> PROBLEM DESCRIPTION
Where a line of the following data contains the string "station", include it in the tally. Report the total alone.

[Source records]
====

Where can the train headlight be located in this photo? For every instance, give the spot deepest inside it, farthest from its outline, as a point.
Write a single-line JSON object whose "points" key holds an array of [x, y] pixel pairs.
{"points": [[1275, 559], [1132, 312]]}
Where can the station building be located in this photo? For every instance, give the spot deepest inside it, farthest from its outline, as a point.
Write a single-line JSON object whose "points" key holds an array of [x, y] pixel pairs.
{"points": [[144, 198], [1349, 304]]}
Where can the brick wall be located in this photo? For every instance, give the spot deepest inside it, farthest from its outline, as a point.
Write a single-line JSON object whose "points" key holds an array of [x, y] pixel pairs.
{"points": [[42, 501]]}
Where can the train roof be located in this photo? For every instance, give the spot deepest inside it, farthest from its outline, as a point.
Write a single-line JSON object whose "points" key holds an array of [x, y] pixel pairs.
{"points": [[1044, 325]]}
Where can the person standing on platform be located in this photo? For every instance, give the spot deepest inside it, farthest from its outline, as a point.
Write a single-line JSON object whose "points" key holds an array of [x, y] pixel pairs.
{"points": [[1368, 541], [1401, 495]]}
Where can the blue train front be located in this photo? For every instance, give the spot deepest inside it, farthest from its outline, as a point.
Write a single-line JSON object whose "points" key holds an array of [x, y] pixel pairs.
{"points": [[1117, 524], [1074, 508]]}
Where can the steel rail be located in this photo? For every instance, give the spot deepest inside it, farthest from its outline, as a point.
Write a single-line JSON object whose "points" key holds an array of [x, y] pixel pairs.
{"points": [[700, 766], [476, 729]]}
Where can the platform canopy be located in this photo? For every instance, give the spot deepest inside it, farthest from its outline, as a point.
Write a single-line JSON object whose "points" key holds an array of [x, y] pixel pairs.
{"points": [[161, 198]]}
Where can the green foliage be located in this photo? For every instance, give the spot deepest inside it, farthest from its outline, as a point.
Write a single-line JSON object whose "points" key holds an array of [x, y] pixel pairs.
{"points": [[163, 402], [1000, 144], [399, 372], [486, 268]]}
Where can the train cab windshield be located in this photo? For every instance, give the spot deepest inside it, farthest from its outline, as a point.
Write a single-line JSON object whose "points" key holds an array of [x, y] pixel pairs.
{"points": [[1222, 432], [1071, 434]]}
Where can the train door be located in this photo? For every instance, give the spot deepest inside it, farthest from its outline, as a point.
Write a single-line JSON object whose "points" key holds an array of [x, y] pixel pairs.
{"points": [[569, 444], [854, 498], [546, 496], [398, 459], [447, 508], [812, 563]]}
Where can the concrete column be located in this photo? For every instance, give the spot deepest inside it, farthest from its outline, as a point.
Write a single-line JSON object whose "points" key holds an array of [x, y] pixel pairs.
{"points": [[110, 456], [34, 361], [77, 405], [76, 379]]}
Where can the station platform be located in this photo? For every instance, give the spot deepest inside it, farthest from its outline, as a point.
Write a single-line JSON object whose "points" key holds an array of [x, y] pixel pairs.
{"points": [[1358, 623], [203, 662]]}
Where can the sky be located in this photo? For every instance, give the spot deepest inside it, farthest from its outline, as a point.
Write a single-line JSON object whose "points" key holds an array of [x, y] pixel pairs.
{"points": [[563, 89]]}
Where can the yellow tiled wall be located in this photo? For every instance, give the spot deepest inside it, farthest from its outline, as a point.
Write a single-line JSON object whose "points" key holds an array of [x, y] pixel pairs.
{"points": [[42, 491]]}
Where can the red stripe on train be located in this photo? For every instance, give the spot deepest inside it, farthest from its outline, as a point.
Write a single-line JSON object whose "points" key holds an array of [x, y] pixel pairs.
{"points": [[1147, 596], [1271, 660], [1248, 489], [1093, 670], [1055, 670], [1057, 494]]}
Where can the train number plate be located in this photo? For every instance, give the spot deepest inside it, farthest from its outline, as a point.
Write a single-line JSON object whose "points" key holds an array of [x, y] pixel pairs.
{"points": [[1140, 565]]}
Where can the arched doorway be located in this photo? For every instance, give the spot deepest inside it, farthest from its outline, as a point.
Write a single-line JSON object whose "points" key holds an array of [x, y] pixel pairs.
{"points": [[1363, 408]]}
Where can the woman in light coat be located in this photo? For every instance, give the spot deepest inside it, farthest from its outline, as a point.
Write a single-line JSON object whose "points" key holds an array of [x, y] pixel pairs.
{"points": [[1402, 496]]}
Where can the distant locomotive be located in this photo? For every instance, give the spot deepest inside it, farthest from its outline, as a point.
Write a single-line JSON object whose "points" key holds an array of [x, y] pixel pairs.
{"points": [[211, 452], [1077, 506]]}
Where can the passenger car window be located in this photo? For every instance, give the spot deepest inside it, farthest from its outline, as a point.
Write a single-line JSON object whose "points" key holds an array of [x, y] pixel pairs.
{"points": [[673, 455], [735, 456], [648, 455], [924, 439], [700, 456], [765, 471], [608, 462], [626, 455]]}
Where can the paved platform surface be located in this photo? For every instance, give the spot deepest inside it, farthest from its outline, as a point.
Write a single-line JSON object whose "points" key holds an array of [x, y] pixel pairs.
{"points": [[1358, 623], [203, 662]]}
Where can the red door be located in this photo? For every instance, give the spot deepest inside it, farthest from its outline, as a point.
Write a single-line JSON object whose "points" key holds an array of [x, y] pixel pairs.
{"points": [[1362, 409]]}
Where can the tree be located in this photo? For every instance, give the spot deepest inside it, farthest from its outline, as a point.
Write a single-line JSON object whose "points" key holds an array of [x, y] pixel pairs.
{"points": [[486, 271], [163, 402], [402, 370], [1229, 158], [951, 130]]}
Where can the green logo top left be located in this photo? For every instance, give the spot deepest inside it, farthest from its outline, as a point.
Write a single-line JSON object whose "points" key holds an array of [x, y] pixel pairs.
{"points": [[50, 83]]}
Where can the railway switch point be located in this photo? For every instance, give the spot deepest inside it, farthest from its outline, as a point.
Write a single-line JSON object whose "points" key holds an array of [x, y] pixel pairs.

====

> RESPONSE TO THIS EXERCISE
2